On global front, Asian stock markets were mostly lower after a slide in oil prices drove a Wall Street decline. Wall Street sentiment was dampened by data Thursday showing that weekly applications for unemployment aid edged up last week. That came after stocks surged Wednesday on news the Federal Reserve was in no hurry to raise ultra-low interest rates that have helped lift stock and bond prices. Back home, the rupee depreciated by five paise at 62.57 against the US dollar in early trade on fresh demand for the American currency from importers.

Back on street, stocks from IT and Teck counters were supporting the markets’ uptrend, while those from Power, Realty and PSU counters were adding to the underlying cautious undertone. In scrip specific development, shares of Wipro strengthens on bagging 5-year deal from Greater Cincinnati Water Works. On the other hand, shares of IRB Infrastructure Developers have declined after the company fixed the discounted floor price at Rs 230.54 for the qualified institutional placement (QIP).

The market breadth on BSE was negative, out of 2221 stocks traded, 616 stocks advanced, while 1531 stocks declined on the BSE.

:::::

WORK TASK 1 — Quote the stock market report word for word, between "On global front, Asian" and "currency from importers.", inclusive.
WORK TASK 2 — Please continue the stock market report from its last sentence.

DATASET ENTRIES —
:::::

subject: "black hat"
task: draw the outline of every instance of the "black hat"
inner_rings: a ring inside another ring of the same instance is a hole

:::::

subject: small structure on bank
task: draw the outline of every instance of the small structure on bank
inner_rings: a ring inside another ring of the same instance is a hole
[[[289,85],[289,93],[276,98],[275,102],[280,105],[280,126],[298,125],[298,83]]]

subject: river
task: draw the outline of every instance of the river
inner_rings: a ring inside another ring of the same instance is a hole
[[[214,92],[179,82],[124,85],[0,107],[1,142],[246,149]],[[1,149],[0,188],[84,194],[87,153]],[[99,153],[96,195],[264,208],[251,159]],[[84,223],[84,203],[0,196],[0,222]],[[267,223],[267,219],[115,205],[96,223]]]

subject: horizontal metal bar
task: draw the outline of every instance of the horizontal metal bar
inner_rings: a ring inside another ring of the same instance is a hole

:::::

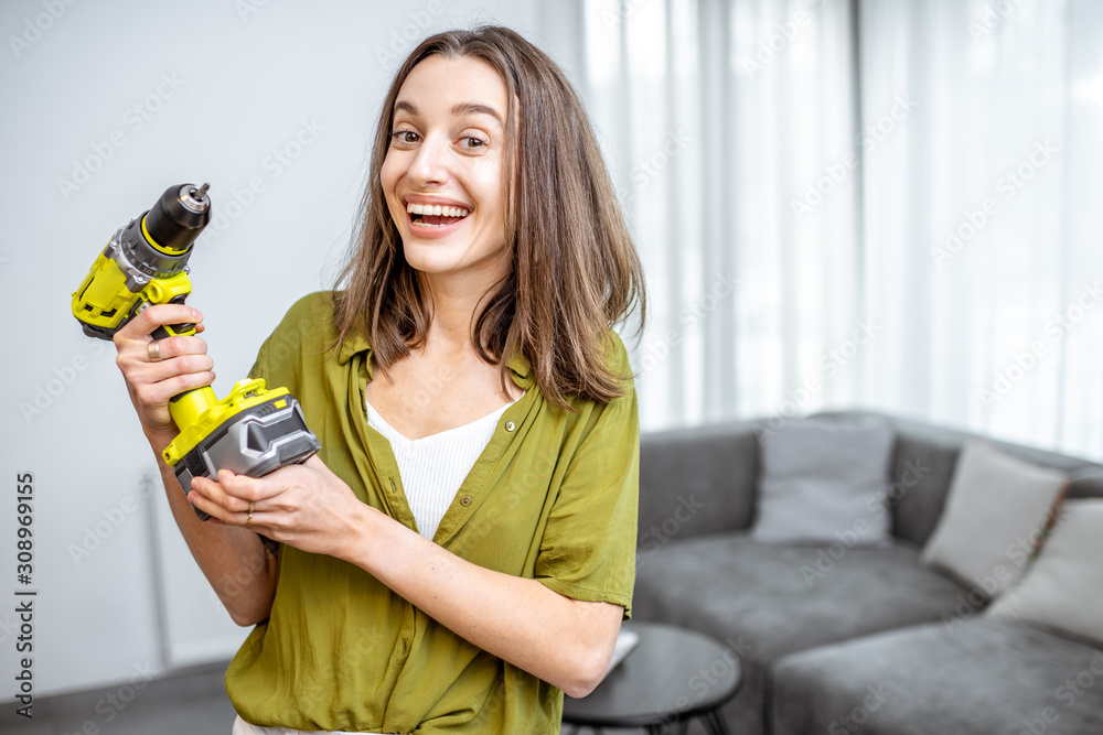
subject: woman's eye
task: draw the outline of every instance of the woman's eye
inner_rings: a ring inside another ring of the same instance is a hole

:::::

RESPONSE AREA 1 —
On global front, Asian stock markets were mostly lower after a slide in oil prices drove a Wall Street decline. Wall Street sentiment was dampened by data Thursday showing that weekly applications for unemployment aid edged up last week. That came after stocks surged Wednesday on news the Federal Reserve was in no hurry to raise ultra-low interest rates that have helped lift stock and bond prices. Back home, the rupee depreciated by five paise at 62.57 against the US dollar in early trade on fresh demand for the American currency from importers.

RESPONSE AREA 2 —
The BSE Sensex is currently trading at 28315.54, down by 154.13 points or 0.54% after trading in a range of 28307.97 and 28484.36. There were 10 stocks advancing against 20 stocks declining on the index.

The broader indices were trading in red; the BSE Mid cap index was down by 0.91%, while Small cap index down by 1.18%.

The gaining sectoral indices on the BSE were IT up by 0.53% and TECK up by 0.24% while, Power down by 2.07%, Realty down by 1.86%, PSU down by 1.72%, Consumer Durables down by 1.41% and Infrastructure down by 1.38% were the losing indices on BSE.

The top gainers on the Sensex were Wipro up by 1.83%, Infosys up by 1.06%, TCS up by 0.40%, HDFC up by 0.27% and Coal India up by 0.15%. On the flip side, NTPC down by 6.60%, GAIL India down by 3.08%, BHEL down by 2.45%, ICICI Bank down by 1.92% and Tata Motors down by 1.73% were the top losers.

Meanwhile, Crisil Research, the research arm of the global credit rating agency, Crisil has come up with a report stating that the recent coal block auctions might have addressed some fuel supply issues, but private power producers with nearly 10,000 MW capacity may have to face under-recovery to the extent of 65 paise per unit because of aggressive bidding. The under recovery of 65 paise per unit will translate to a total under recovery of Rs 1350 crore in the next financial year.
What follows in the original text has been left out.